■ Da svolgere:
Copi senza modifiche il passo del testo sul rene bioartificiale che va da "L’obiettivo primario di" fino a "questa condizione medica.", queste parole comprese.

Un significativo passo avanti è stato compiuto verso la creazione di un rene bioartificiale in grado di sfidare la necessità di dialisi e trapianto. I ricercatori dell’Università della California a San Francisco (UCSF) hanno condotto con successo esperimenti su maiali utilizzando un dispositivo impiantabile speciale che ha dimostrato la capacità di mantenere cellule renali umane vive e funzionanti per almeno una settimana senza scatenare reazioni di rigetto.
Questo risultato di rilevanza cruciale è stato pubblicato su Nature Communications ed è stato ottenuto all’interno del Kidney Project, un’iniziativa guidata da Shuvo Roy, un bioingegnere dell’UCSF, e William Fissell, un nefrologo del Vanderbilt University Medical Center.
L’obiettivo primario di questo progetto ambizioso è replicare in modo sicuro le funzioni chiave di un rene, aprendo la strada a trattamenti più efficaci, tollerabili e confortevoli per l’insufficienza renale. Secondo Roy, il rene bioartificiale promette di rivoluzionare la gestione di questa condizione medica.

■ Dati registrati:
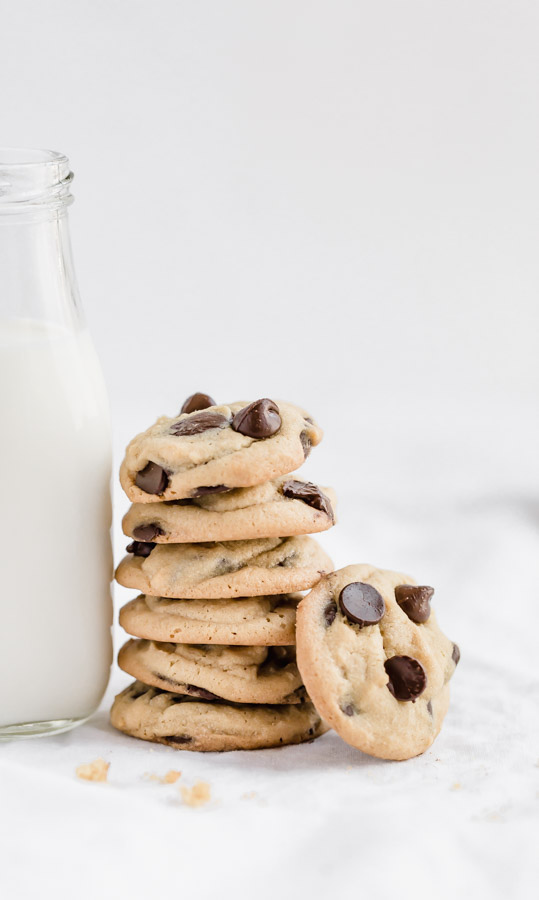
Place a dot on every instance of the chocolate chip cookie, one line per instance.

■ Soluzione esercizio:
L’obiettivo primario di questo progetto ambizioso è replicare in modo sicuro le funzioni chiave di un rene, aprendo la strada a trattamenti più efficaci, tollerabili e confortevoli per l’insufficienza renale. Secondo Roy, il rene bioartificiale promette di rivoluzionare la gestione di questa condizione medica.